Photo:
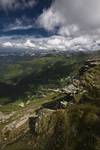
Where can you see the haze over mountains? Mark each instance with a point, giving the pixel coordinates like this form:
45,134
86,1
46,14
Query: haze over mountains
50,24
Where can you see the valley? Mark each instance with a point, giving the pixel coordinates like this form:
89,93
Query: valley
47,99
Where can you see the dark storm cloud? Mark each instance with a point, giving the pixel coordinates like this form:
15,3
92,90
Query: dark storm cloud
85,14
15,4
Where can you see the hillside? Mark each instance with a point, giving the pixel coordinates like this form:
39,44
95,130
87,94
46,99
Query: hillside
69,120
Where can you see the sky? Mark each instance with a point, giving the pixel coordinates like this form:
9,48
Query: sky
50,24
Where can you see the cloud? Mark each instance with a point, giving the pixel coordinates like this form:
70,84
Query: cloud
15,4
59,43
84,14
50,19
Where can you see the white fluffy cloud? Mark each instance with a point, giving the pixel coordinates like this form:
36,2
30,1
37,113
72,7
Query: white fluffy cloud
14,4
83,14
50,19
60,43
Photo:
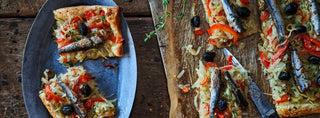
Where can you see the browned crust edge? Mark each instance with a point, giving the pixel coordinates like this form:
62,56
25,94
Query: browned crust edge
112,15
47,105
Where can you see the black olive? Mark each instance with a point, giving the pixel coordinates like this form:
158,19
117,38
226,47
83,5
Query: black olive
67,110
209,56
314,60
83,29
222,105
318,81
291,8
86,90
195,21
284,76
300,29
243,12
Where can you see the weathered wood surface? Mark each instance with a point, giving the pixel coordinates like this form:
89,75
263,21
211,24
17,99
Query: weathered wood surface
30,8
174,39
151,96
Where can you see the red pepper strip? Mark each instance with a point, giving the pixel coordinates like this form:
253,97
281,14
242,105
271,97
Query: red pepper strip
226,29
90,102
230,60
281,50
60,40
269,32
211,41
51,95
241,84
116,39
246,2
89,14
199,32
222,114
210,64
265,15
208,8
65,44
204,81
185,90
264,60
102,12
283,99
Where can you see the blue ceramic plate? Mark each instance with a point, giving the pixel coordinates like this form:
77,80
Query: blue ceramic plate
41,53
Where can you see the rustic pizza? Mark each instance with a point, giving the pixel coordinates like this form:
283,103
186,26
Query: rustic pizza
88,98
88,32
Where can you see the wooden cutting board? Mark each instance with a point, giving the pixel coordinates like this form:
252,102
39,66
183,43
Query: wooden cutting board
174,39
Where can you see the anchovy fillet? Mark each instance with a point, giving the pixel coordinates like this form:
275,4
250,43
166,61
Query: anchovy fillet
315,16
301,79
215,85
232,18
277,18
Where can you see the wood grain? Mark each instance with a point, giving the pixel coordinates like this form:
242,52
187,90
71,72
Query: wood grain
151,95
30,8
173,40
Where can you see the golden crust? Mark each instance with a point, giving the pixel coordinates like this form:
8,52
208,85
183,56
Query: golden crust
46,104
289,110
112,16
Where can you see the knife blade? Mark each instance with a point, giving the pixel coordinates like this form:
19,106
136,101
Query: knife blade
262,104
72,97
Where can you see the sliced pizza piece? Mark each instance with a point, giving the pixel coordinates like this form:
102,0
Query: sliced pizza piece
83,86
88,32
229,20
291,91
224,103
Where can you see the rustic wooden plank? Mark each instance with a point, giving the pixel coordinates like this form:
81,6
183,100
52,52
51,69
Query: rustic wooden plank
151,95
174,39
30,8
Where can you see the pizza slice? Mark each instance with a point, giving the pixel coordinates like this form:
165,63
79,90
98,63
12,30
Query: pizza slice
83,86
229,20
291,71
88,32
218,100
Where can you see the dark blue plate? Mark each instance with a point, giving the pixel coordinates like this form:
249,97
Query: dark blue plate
41,53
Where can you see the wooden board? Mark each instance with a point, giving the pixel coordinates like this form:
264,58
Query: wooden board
151,99
30,8
178,34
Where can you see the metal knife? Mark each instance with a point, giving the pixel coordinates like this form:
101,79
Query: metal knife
72,97
259,100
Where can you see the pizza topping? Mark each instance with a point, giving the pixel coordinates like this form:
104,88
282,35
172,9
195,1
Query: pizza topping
222,105
209,56
291,8
83,29
284,76
86,90
300,29
226,29
67,110
314,60
284,98
195,21
243,12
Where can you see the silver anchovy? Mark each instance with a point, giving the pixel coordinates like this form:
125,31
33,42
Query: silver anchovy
82,44
215,85
236,90
277,18
315,16
301,79
232,18
72,97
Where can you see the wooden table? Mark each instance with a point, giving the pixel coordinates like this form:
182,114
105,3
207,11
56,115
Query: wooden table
16,18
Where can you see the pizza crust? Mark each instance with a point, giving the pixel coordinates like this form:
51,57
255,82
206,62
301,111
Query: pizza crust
112,16
289,110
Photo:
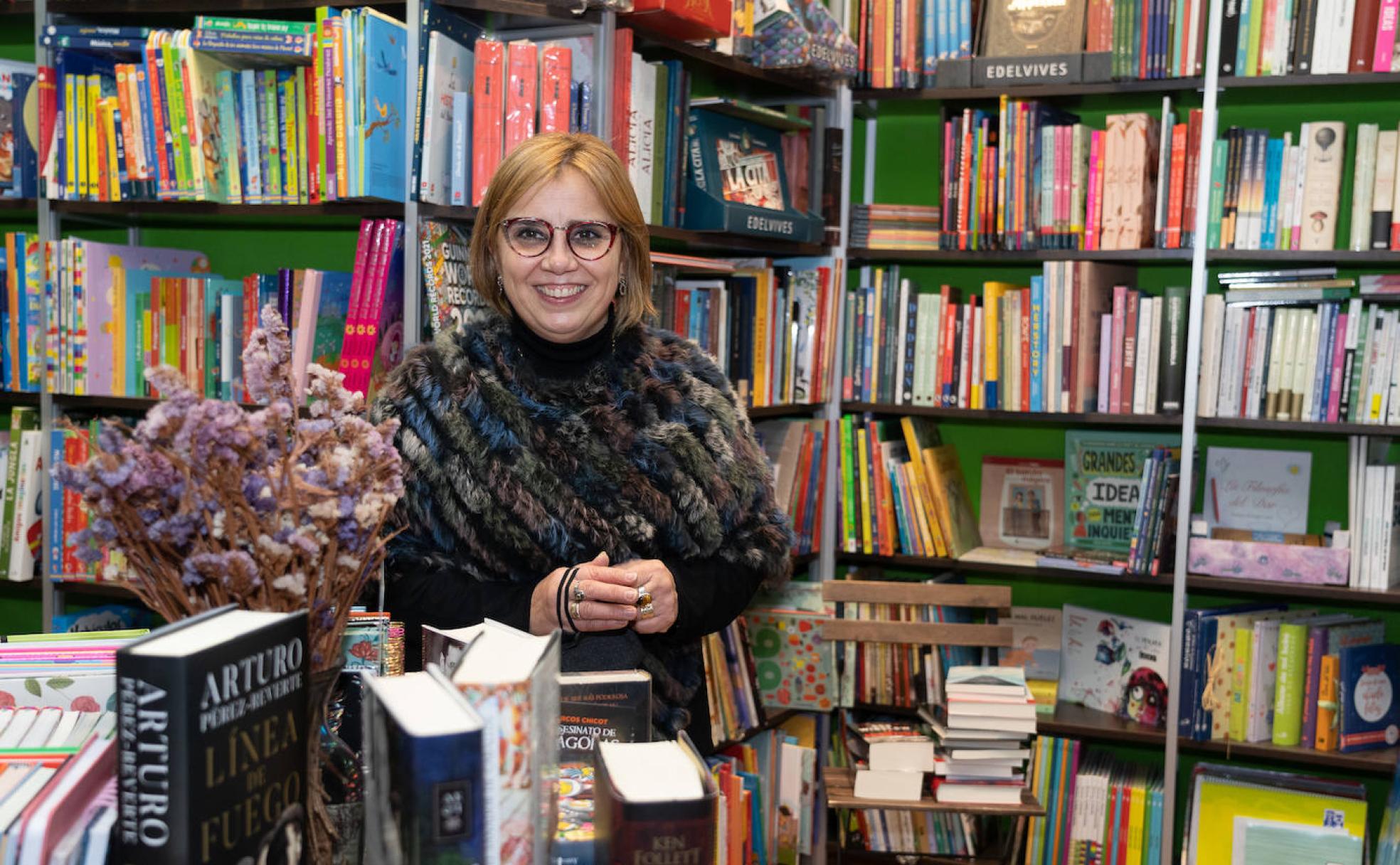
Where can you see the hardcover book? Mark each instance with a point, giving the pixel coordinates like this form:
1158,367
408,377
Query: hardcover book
1115,664
657,802
511,681
1022,503
1367,701
1103,480
426,763
1029,28
212,726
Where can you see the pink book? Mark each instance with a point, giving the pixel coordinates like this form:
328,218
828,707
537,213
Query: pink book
306,331
1385,36
1105,360
1120,302
1339,354
374,324
1091,220
361,262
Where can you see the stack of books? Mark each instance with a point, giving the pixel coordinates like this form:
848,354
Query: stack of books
1294,345
906,227
987,714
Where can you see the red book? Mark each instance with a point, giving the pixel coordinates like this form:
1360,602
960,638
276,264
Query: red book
1120,302
620,107
682,18
1364,36
553,88
1129,351
1177,185
487,114
523,91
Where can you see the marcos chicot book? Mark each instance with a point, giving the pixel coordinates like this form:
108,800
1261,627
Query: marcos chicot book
212,726
425,760
657,802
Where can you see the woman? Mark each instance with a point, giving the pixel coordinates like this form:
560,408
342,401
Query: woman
561,432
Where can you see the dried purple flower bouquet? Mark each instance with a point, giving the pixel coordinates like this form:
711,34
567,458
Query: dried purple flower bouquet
206,503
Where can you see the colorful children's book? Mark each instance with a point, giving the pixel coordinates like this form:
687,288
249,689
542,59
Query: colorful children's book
1115,664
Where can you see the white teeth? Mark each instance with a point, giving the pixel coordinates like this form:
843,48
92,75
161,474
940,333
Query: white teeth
559,292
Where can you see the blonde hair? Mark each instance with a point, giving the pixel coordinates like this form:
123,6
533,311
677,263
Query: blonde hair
541,160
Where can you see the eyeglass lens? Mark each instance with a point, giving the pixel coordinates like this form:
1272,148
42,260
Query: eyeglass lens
587,240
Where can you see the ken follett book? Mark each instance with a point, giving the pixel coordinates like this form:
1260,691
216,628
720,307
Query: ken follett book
1367,697
212,728
737,181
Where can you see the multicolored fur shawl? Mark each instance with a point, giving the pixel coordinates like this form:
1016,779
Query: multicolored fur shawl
647,455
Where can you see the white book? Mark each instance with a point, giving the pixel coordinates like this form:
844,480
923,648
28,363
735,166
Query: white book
899,344
1142,346
1213,324
448,72
1362,185
1105,359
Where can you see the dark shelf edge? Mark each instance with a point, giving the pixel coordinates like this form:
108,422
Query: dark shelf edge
1162,422
1157,86
647,43
1006,570
1293,590
863,254
1294,426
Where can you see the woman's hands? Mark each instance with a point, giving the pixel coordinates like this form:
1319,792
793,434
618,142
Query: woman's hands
608,598
654,578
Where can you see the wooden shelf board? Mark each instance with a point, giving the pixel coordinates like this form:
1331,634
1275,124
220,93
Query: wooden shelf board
1339,594
447,212
1007,570
650,43
840,792
717,240
770,721
182,211
18,398
1167,422
105,590
1294,426
976,257
1029,91
1081,723
785,410
1298,257
1342,80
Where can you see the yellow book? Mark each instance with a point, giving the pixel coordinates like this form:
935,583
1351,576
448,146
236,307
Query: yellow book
951,499
863,462
918,435
1138,811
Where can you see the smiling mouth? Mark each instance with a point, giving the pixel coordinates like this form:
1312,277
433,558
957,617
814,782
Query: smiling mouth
561,293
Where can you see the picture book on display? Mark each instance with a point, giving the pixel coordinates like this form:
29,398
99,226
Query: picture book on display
184,693
1115,664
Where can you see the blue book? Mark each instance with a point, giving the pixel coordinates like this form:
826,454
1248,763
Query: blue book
1038,344
384,136
426,760
461,110
1367,700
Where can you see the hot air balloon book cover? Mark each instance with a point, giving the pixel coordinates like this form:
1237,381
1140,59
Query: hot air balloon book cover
794,667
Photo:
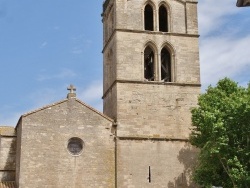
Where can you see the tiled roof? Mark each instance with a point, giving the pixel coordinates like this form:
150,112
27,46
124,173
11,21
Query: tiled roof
7,184
62,101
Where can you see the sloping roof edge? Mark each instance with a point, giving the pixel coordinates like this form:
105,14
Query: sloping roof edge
62,101
94,110
7,184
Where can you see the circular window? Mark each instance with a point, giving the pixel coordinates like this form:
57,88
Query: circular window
75,146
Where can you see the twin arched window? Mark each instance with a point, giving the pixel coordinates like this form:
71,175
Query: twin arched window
162,18
151,66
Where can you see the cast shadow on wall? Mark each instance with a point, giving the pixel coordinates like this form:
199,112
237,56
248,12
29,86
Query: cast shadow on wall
10,163
188,157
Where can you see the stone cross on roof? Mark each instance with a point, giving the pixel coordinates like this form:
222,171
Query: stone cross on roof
72,90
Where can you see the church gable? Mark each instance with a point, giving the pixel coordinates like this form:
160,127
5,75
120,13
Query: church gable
66,144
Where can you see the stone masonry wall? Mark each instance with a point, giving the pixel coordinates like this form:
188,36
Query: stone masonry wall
7,153
135,157
155,110
44,158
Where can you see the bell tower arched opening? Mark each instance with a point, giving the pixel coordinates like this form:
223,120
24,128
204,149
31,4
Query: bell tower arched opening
163,19
149,62
148,18
166,65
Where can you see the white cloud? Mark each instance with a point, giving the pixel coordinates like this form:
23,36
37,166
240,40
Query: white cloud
213,13
224,57
223,45
63,74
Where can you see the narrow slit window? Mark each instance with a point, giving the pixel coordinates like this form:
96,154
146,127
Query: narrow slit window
165,65
163,19
149,174
149,64
148,18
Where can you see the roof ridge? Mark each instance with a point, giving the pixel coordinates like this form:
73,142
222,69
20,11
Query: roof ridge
44,107
95,110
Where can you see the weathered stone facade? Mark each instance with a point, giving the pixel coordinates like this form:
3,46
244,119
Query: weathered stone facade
153,116
151,81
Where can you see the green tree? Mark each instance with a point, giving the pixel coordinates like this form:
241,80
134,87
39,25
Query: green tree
221,130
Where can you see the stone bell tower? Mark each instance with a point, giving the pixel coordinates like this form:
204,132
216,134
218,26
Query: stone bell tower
151,81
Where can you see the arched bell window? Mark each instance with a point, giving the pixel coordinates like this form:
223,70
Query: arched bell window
166,65
149,61
148,18
163,19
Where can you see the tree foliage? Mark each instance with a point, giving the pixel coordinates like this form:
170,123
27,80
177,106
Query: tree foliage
221,130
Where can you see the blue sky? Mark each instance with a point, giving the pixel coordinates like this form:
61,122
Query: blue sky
45,45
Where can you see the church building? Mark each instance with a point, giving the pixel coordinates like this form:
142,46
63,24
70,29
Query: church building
151,82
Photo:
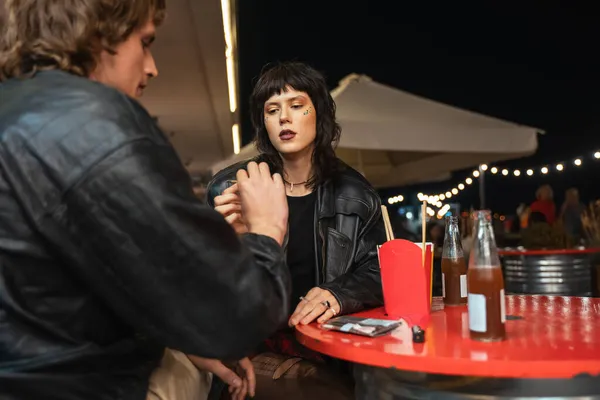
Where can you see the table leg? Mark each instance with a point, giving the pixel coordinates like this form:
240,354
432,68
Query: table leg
374,383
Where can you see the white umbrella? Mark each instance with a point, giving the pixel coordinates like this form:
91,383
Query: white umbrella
396,138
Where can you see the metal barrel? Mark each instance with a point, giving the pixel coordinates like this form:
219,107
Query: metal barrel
549,274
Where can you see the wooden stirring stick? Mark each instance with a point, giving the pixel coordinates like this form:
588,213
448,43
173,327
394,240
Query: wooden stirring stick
389,232
423,228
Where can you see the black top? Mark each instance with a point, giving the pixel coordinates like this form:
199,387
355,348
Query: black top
301,249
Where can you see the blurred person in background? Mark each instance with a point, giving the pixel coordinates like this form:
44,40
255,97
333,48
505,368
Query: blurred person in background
106,255
544,203
570,214
335,225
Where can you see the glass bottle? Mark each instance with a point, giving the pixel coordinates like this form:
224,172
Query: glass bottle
486,304
454,267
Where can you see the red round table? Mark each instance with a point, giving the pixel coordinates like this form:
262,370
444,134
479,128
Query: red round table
549,338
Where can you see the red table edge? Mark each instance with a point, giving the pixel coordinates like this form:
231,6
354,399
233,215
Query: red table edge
491,369
515,252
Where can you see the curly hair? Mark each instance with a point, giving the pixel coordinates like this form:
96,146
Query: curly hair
303,78
67,34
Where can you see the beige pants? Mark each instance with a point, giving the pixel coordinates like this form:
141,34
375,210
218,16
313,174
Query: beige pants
176,378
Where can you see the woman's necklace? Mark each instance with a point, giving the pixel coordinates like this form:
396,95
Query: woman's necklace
294,184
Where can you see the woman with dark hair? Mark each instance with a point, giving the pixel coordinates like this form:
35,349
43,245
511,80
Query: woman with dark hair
334,222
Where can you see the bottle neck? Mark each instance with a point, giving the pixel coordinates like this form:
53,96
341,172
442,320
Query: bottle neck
452,241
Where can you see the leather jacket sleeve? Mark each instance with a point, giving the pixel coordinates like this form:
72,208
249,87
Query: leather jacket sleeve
360,287
164,262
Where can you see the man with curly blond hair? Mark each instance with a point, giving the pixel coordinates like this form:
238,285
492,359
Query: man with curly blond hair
107,257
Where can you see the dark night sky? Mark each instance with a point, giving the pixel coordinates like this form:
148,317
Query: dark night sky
536,65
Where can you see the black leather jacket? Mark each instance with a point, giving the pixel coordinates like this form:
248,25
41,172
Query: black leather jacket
348,229
106,255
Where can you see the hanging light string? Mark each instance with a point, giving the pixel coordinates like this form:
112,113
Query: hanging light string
437,199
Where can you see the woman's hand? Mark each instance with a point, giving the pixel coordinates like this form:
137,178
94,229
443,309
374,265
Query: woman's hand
241,383
317,303
229,205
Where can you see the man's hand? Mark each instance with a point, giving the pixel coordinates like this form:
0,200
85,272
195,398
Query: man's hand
241,383
229,205
263,201
314,305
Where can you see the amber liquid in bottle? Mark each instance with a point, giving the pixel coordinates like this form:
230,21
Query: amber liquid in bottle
487,315
454,267
486,303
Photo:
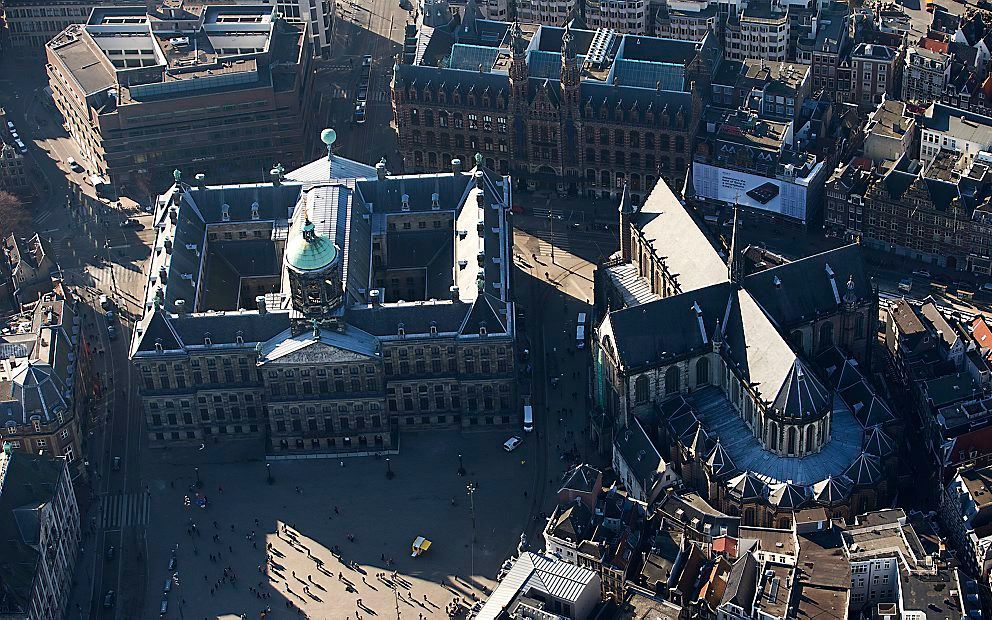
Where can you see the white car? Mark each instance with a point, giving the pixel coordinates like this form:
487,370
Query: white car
512,443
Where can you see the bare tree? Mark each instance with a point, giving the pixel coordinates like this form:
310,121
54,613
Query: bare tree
14,217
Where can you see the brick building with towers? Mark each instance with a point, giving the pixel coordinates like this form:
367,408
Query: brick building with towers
573,109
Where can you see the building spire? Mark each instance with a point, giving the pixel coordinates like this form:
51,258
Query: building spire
734,263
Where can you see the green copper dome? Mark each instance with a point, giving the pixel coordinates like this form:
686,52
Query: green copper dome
308,251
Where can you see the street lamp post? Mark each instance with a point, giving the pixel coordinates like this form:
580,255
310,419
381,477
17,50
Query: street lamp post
470,488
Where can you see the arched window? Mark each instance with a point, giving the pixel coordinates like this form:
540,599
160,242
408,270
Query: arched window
826,335
641,389
702,371
672,380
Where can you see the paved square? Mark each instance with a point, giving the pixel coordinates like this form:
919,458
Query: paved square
384,516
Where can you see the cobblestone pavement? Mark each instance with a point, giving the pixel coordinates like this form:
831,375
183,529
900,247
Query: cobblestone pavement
334,502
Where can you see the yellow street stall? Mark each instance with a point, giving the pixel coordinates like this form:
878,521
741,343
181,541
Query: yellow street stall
420,544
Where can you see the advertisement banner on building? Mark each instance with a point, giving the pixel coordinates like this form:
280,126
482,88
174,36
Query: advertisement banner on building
749,190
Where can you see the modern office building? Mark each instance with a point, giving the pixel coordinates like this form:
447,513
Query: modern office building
228,87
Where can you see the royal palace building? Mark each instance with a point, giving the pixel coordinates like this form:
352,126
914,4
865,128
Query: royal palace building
752,384
572,109
326,310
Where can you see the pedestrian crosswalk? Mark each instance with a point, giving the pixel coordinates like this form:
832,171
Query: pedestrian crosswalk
119,510
559,240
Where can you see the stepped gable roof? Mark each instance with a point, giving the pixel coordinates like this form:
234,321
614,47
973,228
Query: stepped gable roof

********************

=== Problem description ===
Through the last line of the entries above, beginning at the line containing "Where can you see the modern", transcribe each line exactly, both ends included and nothing more.

=== Solution to this exercise ===
Where can you see the modern office building? Mark each instance with a point, giving the pixel coordinates like this form:
447,513
Query: modern office building
228,87
Where can you see the royal palace building? Mark each instance with a point, giving the pixel coordinates like this form:
352,126
914,4
865,128
Query: royal palace building
752,384
572,109
326,310
Where can you see the pedestrian crosswalk? Mark each instance with a point, giving the pixel coordinates like this form:
832,171
Query: pedestrian crosswalk
119,510
559,240
Where can you see the stepped gable roof? Mark each instance with a point, giving the pixel coordinates like this form:
234,321
614,47
973,228
Query: stepped gable roof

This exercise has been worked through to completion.